## The problem
Scan the entries for lines with the word "below", then copy those lines.

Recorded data
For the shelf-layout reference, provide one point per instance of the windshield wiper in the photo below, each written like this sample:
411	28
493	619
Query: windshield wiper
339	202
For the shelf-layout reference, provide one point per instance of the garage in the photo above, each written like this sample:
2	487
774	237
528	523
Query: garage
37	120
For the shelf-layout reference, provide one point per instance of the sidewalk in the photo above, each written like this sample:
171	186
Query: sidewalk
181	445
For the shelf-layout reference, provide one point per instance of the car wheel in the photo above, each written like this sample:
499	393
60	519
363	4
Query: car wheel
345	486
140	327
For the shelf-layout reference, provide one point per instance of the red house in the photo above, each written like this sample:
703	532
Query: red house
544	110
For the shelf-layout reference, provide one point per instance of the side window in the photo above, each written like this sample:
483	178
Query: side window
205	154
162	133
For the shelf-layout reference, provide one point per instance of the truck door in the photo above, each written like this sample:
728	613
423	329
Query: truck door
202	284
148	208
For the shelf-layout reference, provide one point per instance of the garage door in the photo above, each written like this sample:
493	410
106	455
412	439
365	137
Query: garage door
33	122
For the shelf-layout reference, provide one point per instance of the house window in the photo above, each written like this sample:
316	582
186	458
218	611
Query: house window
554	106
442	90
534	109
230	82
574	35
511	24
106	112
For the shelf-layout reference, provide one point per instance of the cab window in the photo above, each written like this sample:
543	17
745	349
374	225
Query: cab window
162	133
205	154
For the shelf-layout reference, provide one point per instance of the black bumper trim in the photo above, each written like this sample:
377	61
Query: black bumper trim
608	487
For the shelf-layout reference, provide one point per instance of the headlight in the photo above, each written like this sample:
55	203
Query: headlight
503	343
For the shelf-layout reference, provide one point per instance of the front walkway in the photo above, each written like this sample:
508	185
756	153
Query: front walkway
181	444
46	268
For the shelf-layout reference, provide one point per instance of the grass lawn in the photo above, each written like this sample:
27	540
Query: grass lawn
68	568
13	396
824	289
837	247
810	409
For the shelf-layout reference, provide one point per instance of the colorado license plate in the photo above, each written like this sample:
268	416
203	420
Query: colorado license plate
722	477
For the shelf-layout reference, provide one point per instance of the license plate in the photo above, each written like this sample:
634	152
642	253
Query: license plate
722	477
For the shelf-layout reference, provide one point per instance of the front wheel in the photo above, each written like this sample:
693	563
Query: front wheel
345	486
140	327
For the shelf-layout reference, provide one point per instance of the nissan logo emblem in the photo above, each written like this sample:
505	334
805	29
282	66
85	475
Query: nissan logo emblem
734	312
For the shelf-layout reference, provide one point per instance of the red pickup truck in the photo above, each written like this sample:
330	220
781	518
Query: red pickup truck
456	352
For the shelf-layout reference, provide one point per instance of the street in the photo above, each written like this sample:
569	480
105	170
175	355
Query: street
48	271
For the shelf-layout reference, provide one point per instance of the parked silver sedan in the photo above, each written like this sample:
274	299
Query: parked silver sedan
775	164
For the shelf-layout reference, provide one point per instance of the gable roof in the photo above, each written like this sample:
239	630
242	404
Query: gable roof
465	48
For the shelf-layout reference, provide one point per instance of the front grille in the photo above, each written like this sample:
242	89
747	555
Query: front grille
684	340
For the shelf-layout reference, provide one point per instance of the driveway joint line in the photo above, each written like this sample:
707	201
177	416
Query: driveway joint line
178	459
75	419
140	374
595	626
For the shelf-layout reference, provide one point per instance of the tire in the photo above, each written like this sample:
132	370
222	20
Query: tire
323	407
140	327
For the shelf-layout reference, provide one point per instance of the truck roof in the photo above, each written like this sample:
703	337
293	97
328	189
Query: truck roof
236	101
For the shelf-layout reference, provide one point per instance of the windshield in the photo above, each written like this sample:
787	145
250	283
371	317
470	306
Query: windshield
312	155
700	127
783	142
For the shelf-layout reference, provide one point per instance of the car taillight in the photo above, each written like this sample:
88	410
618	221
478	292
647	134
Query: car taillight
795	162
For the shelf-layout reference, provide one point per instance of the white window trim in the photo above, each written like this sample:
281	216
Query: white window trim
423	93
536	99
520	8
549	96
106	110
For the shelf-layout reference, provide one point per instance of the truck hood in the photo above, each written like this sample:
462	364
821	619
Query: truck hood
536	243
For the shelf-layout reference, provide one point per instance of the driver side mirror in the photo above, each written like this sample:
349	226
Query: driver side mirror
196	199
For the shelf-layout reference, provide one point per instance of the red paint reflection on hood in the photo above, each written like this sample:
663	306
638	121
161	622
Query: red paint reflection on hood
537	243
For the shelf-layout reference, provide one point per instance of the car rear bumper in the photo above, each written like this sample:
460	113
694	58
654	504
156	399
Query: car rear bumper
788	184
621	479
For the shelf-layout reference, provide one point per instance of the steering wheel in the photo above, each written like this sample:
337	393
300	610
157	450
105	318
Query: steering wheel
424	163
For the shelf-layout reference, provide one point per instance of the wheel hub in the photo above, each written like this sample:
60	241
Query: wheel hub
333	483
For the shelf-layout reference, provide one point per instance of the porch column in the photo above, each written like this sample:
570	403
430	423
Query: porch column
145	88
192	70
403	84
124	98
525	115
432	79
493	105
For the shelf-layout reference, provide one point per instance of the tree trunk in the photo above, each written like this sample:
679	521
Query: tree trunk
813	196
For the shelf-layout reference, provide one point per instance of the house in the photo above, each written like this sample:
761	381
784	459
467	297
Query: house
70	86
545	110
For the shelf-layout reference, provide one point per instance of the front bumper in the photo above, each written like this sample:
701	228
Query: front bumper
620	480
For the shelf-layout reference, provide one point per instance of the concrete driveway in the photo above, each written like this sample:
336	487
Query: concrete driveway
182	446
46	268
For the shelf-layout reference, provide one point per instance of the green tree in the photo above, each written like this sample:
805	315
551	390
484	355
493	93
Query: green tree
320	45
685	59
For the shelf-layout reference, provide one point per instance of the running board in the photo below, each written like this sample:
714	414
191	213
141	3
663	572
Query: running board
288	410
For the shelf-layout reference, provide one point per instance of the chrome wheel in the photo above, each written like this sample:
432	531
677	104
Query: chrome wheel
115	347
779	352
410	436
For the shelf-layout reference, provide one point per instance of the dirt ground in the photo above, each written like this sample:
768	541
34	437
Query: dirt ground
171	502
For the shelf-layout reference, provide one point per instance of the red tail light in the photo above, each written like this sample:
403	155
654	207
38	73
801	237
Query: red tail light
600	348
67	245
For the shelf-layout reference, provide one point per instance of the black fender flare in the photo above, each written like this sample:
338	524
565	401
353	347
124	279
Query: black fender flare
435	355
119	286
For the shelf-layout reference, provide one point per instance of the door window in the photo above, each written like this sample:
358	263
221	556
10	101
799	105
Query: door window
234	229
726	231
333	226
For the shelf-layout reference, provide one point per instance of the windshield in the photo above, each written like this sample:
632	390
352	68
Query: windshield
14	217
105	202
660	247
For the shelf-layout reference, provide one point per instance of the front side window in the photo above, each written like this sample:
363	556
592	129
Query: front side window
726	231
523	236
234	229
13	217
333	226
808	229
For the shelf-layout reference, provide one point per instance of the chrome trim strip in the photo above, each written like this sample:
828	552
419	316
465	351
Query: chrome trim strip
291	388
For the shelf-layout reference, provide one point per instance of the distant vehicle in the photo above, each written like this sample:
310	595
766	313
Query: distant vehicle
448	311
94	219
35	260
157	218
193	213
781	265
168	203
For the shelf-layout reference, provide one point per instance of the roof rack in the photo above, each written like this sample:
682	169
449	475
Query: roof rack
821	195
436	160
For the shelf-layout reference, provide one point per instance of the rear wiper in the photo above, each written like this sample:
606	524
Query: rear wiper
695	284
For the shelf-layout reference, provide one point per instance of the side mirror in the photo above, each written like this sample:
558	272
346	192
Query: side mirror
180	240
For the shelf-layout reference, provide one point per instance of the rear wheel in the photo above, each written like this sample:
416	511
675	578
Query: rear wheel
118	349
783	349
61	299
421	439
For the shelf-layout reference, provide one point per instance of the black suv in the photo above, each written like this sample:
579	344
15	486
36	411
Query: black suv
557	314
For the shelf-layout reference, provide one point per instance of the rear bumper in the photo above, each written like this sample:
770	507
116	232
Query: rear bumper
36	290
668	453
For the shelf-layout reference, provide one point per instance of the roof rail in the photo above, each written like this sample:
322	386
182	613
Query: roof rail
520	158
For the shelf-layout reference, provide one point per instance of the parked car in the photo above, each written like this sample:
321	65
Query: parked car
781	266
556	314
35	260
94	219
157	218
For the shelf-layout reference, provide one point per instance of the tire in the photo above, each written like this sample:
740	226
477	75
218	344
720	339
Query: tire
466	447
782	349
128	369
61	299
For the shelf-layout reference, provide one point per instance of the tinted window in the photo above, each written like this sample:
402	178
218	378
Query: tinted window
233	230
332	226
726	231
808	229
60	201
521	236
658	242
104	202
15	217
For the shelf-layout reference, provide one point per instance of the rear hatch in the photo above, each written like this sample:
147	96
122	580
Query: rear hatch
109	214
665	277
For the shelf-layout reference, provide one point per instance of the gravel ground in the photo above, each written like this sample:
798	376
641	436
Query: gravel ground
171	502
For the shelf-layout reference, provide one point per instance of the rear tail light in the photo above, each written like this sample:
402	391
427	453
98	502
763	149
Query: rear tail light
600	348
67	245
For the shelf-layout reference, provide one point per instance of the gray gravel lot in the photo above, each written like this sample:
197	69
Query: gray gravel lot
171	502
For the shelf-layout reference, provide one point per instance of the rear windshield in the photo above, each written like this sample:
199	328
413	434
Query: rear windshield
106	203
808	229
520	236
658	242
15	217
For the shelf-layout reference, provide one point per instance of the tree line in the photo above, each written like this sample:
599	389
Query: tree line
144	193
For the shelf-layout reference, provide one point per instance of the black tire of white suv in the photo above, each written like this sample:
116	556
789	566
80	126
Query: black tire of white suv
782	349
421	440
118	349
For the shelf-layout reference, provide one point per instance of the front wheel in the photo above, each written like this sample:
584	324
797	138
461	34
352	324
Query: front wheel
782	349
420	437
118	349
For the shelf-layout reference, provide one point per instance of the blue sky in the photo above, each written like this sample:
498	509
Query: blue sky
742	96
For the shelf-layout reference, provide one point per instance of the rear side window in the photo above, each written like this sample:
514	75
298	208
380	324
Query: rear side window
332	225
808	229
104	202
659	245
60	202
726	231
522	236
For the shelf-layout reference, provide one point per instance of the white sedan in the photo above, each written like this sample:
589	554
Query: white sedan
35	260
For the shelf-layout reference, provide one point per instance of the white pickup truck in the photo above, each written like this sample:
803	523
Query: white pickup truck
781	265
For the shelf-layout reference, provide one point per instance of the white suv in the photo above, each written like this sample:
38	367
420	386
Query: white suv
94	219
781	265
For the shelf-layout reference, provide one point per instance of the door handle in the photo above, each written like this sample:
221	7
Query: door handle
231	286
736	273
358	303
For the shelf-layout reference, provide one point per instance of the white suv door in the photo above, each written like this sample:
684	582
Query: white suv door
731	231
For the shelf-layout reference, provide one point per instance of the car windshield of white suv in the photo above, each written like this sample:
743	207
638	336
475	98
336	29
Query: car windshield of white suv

## The answer
For the shelf-layout reference, provide one point per instance of the windshield wiper in the photo below, each written like this sample:
For the shelf-layout reference, provide one point per instance of the running board in the photo below, each written like this sample:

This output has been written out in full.